Find "the white pants" in the material, then return exactly the line containing it and all lines after it to the end, leaving out pictures.

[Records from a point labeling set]
* * * *
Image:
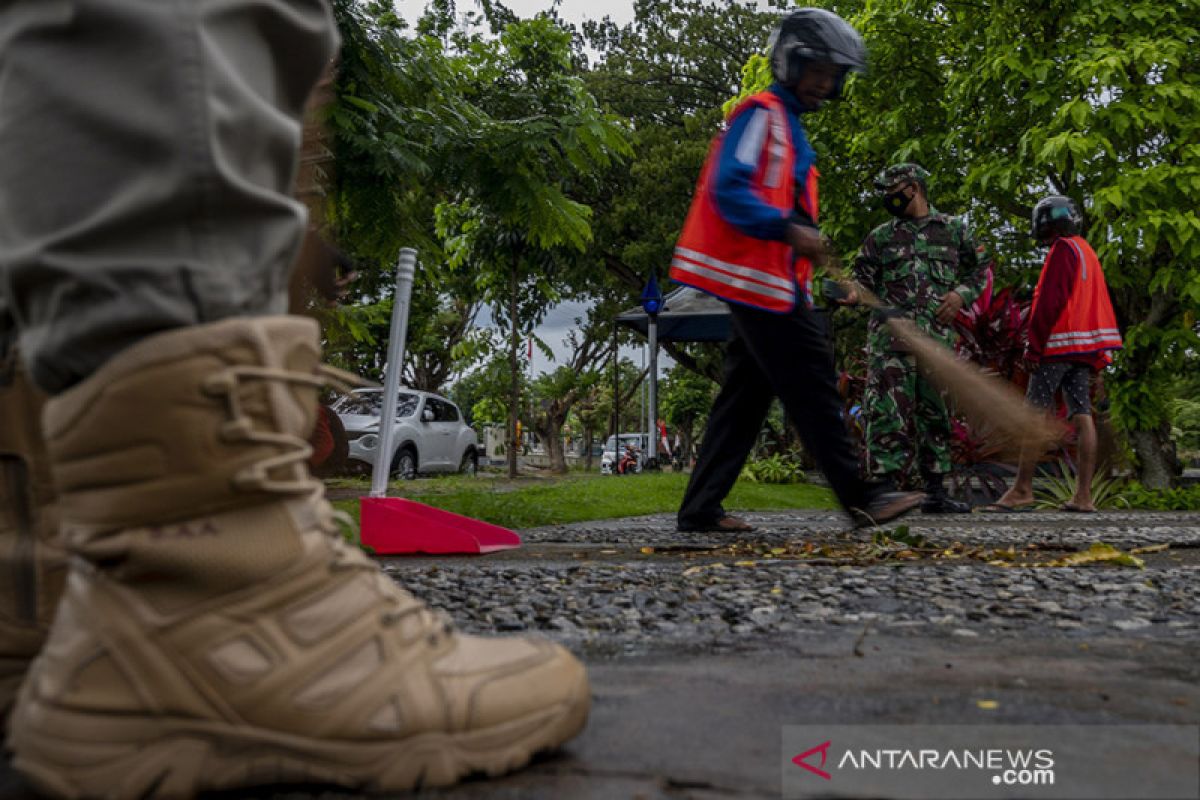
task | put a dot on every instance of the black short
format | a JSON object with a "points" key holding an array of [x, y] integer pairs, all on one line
{"points": [[1072, 377]]}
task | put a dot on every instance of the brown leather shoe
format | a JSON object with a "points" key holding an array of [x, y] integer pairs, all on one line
{"points": [[726, 524], [886, 506]]}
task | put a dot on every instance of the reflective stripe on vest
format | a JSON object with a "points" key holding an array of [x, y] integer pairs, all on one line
{"points": [[732, 280]]}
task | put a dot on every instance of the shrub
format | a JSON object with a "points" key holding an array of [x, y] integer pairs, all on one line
{"points": [[1107, 492], [774, 469], [1179, 499]]}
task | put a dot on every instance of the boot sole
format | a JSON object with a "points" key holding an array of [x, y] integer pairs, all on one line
{"points": [[83, 756]]}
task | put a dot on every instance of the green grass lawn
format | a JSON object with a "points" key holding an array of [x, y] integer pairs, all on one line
{"points": [[534, 501]]}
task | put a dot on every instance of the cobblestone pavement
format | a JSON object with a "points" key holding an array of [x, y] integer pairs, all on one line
{"points": [[593, 587], [702, 647]]}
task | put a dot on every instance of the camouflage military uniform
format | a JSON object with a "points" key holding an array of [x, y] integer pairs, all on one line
{"points": [[911, 264]]}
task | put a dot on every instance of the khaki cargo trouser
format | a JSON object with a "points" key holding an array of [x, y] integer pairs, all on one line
{"points": [[148, 151]]}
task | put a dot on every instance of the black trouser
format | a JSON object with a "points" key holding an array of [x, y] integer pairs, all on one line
{"points": [[773, 355]]}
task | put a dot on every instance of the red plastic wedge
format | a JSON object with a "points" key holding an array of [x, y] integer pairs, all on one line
{"points": [[395, 525]]}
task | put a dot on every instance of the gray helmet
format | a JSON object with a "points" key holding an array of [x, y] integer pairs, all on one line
{"points": [[1056, 215], [905, 170], [815, 35]]}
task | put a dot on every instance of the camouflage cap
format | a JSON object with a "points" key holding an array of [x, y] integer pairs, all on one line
{"points": [[903, 172]]}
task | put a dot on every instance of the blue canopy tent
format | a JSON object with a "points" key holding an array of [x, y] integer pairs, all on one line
{"points": [[688, 316]]}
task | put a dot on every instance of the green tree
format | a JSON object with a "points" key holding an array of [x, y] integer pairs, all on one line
{"points": [[685, 401], [395, 106], [538, 133]]}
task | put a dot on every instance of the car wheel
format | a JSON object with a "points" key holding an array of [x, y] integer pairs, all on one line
{"points": [[405, 464]]}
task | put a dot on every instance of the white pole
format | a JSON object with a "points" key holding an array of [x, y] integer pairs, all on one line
{"points": [[406, 270], [652, 331]]}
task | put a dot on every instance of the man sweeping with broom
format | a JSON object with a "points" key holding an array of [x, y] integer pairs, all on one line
{"points": [[750, 239], [924, 264]]}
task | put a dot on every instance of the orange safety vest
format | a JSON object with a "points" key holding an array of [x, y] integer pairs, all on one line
{"points": [[1086, 325], [715, 257]]}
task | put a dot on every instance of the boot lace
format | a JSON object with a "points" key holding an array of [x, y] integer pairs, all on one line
{"points": [[337, 525]]}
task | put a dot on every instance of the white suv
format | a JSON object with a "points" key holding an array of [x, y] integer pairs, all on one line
{"points": [[429, 437]]}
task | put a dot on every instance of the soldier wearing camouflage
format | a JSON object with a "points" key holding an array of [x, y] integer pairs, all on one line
{"points": [[924, 264]]}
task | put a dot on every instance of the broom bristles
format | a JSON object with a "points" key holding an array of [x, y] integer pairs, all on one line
{"points": [[995, 408]]}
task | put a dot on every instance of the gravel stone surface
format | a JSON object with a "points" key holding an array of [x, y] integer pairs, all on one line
{"points": [[593, 588]]}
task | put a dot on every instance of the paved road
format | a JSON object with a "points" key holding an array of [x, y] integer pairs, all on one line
{"points": [[701, 648]]}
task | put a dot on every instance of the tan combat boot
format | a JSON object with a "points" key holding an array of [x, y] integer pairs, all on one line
{"points": [[31, 565], [216, 631]]}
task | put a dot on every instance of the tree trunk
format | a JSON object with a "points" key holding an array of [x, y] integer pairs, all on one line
{"points": [[550, 428], [555, 450], [515, 396], [1157, 463]]}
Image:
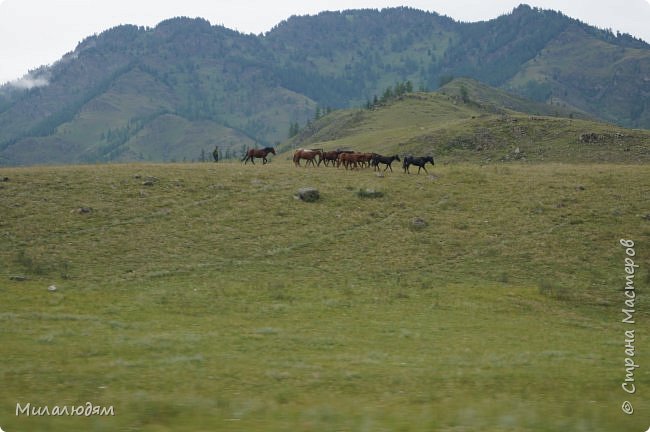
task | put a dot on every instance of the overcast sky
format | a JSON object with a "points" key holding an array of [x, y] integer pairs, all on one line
{"points": [[39, 32]]}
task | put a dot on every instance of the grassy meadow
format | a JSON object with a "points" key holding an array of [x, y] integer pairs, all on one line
{"points": [[203, 297]]}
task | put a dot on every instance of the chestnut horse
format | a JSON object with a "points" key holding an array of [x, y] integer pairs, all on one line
{"points": [[251, 154]]}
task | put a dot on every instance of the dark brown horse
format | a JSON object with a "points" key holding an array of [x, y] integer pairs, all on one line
{"points": [[251, 154], [418, 162], [309, 155]]}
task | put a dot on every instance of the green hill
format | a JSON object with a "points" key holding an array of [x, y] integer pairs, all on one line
{"points": [[475, 128], [116, 96], [205, 297]]}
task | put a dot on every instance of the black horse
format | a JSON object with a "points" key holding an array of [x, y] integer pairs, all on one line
{"points": [[251, 154], [417, 161], [386, 160]]}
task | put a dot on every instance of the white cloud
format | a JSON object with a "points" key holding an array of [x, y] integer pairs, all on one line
{"points": [[29, 82], [38, 32]]}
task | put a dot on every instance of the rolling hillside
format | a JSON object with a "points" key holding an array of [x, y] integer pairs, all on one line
{"points": [[477, 129], [205, 297], [175, 91]]}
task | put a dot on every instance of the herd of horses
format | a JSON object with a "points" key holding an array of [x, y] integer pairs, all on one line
{"points": [[347, 158]]}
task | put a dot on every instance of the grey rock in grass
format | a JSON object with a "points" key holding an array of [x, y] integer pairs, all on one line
{"points": [[308, 194]]}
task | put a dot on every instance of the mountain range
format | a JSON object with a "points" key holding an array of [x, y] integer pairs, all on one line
{"points": [[175, 91]]}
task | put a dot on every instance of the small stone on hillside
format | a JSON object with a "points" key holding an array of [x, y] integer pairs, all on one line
{"points": [[308, 194], [418, 223], [82, 210]]}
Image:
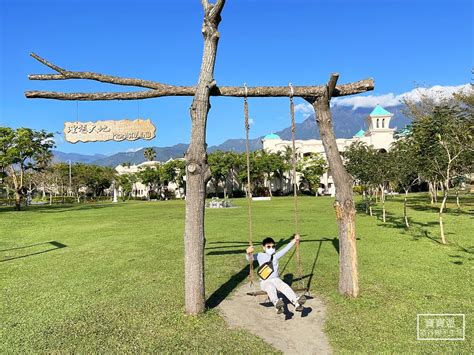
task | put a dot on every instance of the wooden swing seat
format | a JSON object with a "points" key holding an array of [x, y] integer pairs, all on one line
{"points": [[263, 293]]}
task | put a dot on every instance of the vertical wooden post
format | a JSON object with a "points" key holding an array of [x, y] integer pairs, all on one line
{"points": [[344, 203], [197, 168]]}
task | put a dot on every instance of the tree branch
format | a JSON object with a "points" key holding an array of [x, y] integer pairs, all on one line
{"points": [[310, 93], [332, 84], [234, 91]]}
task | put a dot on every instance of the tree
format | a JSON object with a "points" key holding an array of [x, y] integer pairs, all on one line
{"points": [[443, 136], [219, 169], [197, 168], [125, 182], [381, 173], [359, 160], [20, 150], [405, 167], [344, 203], [311, 169], [149, 154], [151, 177]]}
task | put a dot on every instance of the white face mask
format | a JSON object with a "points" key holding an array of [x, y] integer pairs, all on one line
{"points": [[270, 251]]}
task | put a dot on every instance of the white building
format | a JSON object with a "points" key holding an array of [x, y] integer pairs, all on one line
{"points": [[379, 134], [139, 189]]}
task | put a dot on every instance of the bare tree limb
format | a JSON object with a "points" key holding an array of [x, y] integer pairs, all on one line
{"points": [[48, 64], [217, 8], [160, 90]]}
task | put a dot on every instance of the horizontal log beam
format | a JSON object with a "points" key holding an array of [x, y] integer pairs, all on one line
{"points": [[234, 91], [160, 89]]}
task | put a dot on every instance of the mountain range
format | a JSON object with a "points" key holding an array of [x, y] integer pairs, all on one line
{"points": [[347, 121]]}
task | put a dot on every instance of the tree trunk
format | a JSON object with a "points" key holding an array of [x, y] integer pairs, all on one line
{"points": [[382, 199], [18, 197], [405, 200], [371, 212], [344, 204], [457, 200], [197, 168], [270, 186], [441, 208]]}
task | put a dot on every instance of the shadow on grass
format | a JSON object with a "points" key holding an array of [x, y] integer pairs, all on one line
{"points": [[67, 207], [55, 244]]}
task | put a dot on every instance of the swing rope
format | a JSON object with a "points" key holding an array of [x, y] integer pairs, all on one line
{"points": [[249, 193], [299, 270]]}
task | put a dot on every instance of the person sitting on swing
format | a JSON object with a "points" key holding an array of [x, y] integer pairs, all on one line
{"points": [[270, 281]]}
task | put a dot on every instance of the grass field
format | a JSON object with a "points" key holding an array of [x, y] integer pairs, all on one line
{"points": [[109, 277]]}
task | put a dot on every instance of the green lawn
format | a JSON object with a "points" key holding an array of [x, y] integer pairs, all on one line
{"points": [[108, 278]]}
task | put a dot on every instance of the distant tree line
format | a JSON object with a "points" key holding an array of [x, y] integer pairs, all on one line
{"points": [[436, 149]]}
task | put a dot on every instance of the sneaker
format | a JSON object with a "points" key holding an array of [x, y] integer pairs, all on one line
{"points": [[300, 301], [279, 306]]}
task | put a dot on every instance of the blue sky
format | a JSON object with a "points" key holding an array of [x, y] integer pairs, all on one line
{"points": [[263, 42]]}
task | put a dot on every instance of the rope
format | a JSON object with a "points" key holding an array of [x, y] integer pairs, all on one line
{"points": [[249, 193], [299, 270]]}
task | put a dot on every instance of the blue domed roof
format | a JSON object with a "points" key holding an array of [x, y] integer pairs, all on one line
{"points": [[359, 134], [272, 136], [379, 111]]}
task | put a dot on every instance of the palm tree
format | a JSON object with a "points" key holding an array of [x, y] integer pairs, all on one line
{"points": [[149, 154]]}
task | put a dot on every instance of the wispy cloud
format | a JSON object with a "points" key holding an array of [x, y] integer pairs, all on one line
{"points": [[435, 92], [133, 150], [305, 108]]}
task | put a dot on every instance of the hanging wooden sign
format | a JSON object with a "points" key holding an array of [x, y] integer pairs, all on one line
{"points": [[110, 130]]}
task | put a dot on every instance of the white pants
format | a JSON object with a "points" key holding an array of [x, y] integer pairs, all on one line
{"points": [[271, 286]]}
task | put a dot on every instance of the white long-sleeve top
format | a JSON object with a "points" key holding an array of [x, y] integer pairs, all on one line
{"points": [[262, 258]]}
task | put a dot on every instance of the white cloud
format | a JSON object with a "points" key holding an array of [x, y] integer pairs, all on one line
{"points": [[133, 150], [435, 92], [305, 108]]}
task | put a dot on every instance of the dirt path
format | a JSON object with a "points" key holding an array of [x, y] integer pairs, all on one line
{"points": [[291, 332]]}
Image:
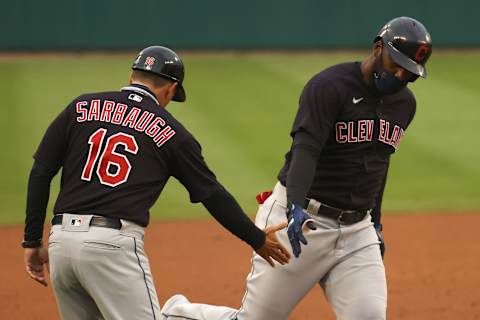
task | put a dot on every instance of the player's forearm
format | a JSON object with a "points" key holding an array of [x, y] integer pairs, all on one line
{"points": [[37, 201], [302, 168], [225, 209]]}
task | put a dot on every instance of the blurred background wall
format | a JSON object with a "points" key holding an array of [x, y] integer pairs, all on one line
{"points": [[224, 24]]}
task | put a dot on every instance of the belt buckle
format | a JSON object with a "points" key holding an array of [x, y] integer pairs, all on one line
{"points": [[340, 216]]}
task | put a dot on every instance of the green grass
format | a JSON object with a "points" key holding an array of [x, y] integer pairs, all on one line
{"points": [[240, 107]]}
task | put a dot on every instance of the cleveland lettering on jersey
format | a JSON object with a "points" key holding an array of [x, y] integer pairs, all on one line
* * * *
# Result of the task
task | put a dot on every instance of the white pants
format | a JSON object with a "points" key holding an array of [x, y] integer pairs, all on one line
{"points": [[271, 286]]}
task | put a dot on every instance of the white long-sleeve top
format | a JSON object with a "points" key holding an array of [x, y] integer pairs, all on one line
{"points": [[262, 258]]}
task | put a dot on every instance of the white cloud
format | a JSON object with a "points" key holding an array of [x, y] integer pairs, all on one line
{"points": [[133, 150], [435, 92], [305, 108]]}
task | put a dot on every instance of the dirt path
format | a JSON object with a "points" key holding an array of [x, y] integer pairs, all on one line
{"points": [[291, 332]]}
Image:
task | put a dot on every instance of the player's forearm
format | a JSON object with a "points" key holding an array of [x, y] integer pairs, all on one line
{"points": [[37, 201], [302, 168], [225, 209]]}
task | put a dot on every instance of the blurred background wall
format | a JSON object with a "points" key holding an array of [x, y] integer pairs, all on one line
{"points": [[224, 24]]}
task | put a dot on every instance of the belt buckle
format | a JSON object with a "points" key holding an array of [x, y] integer pairs, all on one line
{"points": [[340, 216]]}
task | put a dot on every instance of the green grass
format | a JSON object with a "points" key holding an array of [x, y] integer pairs, all on one line
{"points": [[240, 107]]}
task | put a dot on every instance of the cleveland lettering on jersey
format | a JSON object with a "points" key holding an array of [x, y] integer pairs, all on one line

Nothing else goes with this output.